▶ WORK TO BE COMPLETED
Every line in the entries that holds "muntin" should be identified and copied.

═══ DATA RECORDS ═══

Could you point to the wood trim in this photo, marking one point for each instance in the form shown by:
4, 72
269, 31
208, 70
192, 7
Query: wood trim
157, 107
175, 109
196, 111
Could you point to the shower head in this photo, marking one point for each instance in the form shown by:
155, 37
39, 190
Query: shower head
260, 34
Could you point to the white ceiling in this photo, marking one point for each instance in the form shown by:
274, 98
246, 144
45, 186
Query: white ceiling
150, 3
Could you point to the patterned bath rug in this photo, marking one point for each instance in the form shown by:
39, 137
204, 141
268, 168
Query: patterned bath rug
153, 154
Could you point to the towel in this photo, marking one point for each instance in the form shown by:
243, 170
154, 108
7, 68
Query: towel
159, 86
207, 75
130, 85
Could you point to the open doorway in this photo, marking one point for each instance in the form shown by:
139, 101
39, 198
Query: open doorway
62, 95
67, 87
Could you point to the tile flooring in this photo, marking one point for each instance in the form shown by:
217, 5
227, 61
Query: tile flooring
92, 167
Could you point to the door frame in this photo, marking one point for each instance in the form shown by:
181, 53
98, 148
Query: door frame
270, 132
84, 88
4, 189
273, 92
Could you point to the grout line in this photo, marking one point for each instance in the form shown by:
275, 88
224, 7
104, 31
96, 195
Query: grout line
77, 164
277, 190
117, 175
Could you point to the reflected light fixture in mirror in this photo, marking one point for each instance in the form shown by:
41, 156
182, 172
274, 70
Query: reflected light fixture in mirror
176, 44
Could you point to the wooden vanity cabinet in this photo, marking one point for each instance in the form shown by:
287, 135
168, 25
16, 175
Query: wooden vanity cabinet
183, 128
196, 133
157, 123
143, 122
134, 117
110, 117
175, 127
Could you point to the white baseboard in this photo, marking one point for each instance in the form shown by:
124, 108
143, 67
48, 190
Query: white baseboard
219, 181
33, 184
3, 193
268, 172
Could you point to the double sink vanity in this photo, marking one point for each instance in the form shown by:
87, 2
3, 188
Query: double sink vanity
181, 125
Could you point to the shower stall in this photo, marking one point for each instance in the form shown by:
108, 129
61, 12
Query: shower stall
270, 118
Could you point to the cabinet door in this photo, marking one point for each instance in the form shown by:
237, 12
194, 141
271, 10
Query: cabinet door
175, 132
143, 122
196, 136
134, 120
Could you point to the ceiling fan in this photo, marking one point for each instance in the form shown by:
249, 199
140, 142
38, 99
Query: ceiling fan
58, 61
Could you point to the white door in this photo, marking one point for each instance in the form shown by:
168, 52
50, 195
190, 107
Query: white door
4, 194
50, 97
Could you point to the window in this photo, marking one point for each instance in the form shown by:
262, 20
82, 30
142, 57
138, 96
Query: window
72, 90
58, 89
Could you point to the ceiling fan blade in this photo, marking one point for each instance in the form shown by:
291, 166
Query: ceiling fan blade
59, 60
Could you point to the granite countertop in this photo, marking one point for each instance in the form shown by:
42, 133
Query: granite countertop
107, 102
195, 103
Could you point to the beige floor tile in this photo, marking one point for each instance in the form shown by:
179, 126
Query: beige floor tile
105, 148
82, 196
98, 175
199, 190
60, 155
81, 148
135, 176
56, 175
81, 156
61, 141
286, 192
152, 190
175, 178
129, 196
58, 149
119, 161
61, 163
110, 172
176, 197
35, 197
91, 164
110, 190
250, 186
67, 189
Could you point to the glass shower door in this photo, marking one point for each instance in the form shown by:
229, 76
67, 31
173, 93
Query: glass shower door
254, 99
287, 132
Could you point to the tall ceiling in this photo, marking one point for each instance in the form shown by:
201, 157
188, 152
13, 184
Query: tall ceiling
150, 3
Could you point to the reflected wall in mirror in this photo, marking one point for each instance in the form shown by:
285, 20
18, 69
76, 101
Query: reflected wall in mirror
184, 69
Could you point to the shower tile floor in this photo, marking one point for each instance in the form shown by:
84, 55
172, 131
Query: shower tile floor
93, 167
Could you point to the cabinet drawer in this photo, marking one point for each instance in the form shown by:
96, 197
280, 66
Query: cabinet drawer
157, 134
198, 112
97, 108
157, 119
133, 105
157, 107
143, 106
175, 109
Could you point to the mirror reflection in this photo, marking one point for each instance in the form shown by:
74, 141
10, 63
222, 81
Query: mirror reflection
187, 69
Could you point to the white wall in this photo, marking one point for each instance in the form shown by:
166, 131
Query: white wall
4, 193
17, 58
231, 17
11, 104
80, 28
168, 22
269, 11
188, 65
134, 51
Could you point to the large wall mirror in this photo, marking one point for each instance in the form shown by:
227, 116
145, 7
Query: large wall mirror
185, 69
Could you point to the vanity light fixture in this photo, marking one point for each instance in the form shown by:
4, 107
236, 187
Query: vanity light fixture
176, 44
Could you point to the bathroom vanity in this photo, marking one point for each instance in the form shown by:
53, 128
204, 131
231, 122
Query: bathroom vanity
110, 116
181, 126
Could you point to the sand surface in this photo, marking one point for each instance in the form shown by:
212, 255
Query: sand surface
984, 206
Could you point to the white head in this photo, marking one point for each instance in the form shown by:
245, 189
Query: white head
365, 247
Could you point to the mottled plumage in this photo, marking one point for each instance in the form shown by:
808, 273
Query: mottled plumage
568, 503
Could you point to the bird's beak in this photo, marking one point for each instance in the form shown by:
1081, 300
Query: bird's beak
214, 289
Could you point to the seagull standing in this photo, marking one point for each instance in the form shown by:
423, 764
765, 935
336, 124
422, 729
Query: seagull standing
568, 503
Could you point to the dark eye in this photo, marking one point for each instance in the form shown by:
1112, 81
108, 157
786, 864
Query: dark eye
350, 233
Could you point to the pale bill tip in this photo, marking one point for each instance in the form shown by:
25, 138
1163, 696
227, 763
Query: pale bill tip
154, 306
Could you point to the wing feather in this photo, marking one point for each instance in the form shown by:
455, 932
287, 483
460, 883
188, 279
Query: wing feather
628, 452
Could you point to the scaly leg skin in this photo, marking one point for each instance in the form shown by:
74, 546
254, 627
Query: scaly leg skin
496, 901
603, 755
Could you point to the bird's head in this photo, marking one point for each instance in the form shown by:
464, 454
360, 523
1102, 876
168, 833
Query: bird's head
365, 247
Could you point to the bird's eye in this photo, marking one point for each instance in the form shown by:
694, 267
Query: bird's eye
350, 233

═══
═══ DATA RECORDS ═══

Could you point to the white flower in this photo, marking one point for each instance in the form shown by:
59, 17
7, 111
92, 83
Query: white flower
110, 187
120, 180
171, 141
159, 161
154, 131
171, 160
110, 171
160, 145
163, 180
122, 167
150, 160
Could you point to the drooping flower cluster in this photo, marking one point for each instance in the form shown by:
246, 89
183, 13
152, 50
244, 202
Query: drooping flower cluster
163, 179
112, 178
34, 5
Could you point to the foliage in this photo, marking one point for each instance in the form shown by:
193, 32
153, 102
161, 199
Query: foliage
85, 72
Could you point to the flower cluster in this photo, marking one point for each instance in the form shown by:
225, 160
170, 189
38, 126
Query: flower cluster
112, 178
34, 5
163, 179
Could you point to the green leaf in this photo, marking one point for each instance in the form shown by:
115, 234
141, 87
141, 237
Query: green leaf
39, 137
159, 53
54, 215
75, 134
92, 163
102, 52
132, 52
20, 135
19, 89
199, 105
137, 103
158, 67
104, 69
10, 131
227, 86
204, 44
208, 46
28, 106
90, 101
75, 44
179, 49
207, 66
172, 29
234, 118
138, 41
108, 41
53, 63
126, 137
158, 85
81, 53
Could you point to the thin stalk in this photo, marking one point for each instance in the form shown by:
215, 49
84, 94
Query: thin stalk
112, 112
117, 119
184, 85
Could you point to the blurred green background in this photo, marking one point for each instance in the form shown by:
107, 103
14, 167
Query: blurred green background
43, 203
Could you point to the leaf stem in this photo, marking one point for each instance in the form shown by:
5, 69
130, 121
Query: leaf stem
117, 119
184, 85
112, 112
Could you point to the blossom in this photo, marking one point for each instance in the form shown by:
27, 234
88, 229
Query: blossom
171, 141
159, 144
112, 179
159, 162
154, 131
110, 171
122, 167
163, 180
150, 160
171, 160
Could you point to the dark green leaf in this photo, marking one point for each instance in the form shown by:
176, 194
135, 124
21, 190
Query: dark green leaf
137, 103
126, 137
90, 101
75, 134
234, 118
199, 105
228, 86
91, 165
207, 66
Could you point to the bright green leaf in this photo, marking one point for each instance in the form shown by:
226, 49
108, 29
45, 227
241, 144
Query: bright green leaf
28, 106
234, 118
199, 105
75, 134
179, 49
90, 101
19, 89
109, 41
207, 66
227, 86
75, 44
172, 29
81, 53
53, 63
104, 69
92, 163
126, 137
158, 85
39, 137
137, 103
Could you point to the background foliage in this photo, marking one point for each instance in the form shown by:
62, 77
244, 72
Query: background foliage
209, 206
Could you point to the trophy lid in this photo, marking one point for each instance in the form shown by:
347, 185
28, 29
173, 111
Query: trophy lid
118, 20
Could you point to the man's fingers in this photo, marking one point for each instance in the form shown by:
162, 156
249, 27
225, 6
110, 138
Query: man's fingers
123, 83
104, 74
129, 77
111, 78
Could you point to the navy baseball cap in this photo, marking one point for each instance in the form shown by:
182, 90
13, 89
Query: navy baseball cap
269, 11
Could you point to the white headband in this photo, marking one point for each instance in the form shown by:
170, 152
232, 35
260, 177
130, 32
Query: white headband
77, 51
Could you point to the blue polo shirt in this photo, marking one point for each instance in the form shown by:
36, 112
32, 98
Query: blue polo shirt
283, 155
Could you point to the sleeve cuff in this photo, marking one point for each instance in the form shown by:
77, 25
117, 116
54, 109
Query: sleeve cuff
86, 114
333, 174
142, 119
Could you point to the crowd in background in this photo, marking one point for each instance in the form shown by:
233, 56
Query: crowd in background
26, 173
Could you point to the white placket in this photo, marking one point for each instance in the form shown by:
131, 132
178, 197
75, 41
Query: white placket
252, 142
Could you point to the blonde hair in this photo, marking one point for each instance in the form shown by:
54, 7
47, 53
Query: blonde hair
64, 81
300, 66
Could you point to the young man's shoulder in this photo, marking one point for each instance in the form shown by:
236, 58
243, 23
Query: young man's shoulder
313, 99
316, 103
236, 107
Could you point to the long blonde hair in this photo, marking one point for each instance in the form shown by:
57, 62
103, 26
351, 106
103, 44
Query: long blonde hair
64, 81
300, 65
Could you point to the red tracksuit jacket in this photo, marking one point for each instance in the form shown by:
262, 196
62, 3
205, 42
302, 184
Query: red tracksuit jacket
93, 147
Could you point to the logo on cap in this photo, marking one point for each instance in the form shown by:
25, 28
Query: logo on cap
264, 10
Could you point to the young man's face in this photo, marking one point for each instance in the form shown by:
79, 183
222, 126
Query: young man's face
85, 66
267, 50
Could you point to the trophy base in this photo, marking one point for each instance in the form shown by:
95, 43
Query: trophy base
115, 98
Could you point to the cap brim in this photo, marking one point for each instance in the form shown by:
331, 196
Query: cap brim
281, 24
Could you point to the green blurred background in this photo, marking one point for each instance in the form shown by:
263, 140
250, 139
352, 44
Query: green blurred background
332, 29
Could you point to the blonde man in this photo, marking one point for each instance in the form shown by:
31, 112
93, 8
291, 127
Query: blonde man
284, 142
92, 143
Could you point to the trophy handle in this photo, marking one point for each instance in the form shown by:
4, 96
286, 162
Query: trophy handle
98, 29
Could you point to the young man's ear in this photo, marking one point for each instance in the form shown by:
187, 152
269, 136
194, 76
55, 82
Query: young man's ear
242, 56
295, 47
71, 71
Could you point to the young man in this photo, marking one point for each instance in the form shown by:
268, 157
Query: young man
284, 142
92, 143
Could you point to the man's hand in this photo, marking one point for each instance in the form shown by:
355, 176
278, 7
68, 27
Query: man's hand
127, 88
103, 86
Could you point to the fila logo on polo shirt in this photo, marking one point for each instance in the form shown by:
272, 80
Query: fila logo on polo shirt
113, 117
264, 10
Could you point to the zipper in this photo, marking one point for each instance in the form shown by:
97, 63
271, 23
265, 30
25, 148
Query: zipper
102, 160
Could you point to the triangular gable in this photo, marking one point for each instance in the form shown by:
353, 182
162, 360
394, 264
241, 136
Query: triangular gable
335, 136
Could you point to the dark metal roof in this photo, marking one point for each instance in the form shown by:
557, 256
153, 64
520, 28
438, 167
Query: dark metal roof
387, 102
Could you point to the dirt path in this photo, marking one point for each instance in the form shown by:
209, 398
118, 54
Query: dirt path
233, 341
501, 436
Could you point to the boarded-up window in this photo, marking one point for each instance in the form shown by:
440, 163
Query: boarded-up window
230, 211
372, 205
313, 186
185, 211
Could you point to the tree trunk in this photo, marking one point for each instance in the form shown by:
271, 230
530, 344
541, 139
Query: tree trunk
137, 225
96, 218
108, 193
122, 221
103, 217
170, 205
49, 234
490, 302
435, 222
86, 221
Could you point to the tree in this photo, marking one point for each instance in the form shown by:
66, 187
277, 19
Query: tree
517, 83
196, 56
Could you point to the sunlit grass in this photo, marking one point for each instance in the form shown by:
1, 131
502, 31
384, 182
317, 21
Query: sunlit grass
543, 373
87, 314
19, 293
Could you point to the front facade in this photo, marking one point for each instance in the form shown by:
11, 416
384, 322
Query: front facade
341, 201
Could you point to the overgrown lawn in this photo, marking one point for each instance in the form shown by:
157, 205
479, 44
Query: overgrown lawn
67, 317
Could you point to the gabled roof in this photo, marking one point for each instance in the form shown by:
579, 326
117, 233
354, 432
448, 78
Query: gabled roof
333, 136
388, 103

═══
═══ DATA RECORDS ═══

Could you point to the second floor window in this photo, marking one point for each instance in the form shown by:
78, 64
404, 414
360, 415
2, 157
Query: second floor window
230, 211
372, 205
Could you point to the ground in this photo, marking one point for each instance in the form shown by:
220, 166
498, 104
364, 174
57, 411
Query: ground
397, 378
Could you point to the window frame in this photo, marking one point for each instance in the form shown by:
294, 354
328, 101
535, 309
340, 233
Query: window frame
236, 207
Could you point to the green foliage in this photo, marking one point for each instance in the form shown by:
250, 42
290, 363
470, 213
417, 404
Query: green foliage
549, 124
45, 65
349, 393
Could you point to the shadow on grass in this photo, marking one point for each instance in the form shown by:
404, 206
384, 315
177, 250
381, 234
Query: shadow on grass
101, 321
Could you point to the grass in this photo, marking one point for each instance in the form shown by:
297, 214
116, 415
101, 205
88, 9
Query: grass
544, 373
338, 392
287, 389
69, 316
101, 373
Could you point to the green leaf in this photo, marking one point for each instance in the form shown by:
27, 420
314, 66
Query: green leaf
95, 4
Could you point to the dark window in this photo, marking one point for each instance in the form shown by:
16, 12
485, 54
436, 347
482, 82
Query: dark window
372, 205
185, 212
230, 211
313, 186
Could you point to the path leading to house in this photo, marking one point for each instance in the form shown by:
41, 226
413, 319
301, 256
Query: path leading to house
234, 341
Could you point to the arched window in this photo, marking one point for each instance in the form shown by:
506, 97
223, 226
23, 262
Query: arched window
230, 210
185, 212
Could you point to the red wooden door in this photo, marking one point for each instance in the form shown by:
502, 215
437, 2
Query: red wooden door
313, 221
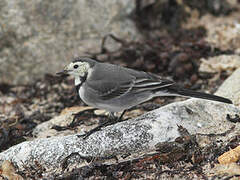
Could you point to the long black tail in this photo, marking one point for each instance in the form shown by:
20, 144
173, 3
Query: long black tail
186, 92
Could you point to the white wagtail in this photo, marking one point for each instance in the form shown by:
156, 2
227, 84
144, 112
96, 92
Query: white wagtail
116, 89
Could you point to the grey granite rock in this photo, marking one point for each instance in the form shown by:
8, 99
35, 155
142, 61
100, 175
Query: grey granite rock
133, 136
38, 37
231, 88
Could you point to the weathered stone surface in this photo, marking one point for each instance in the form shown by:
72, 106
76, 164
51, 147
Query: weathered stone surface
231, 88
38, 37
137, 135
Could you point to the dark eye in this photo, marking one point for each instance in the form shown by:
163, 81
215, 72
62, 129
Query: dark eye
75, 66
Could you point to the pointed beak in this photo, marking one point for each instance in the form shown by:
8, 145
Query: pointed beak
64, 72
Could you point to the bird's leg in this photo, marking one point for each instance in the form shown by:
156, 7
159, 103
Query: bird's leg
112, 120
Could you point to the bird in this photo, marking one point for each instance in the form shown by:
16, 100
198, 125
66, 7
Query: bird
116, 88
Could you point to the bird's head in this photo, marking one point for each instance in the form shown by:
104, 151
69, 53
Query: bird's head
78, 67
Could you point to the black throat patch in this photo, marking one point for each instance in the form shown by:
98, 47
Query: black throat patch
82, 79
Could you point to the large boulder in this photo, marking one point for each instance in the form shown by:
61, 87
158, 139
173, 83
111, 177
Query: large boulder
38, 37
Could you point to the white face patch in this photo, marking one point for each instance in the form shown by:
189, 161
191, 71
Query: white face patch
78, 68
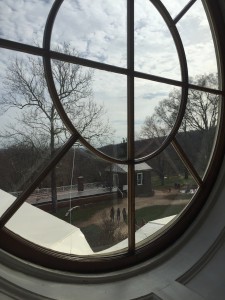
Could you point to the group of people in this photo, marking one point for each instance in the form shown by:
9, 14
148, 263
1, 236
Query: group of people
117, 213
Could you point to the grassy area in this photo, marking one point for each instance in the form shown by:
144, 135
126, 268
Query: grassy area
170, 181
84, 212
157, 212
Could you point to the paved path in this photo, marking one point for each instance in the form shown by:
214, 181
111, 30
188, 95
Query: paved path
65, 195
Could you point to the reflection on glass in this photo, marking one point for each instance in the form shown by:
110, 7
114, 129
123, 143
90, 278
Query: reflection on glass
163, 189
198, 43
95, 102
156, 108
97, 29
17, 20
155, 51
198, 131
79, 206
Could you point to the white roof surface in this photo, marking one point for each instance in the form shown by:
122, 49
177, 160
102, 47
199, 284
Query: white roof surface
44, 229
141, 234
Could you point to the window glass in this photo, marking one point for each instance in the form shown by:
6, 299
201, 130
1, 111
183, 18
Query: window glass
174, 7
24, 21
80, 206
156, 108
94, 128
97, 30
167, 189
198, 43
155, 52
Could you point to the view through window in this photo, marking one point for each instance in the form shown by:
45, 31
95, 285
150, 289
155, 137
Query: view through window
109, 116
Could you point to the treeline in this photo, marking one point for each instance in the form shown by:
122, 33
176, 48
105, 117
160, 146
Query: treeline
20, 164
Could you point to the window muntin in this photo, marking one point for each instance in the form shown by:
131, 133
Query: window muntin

═══

▶ RESPONSE
Could you point to the window muntin in this photo, marking one point for each instance in the form shown by:
Query: window muntin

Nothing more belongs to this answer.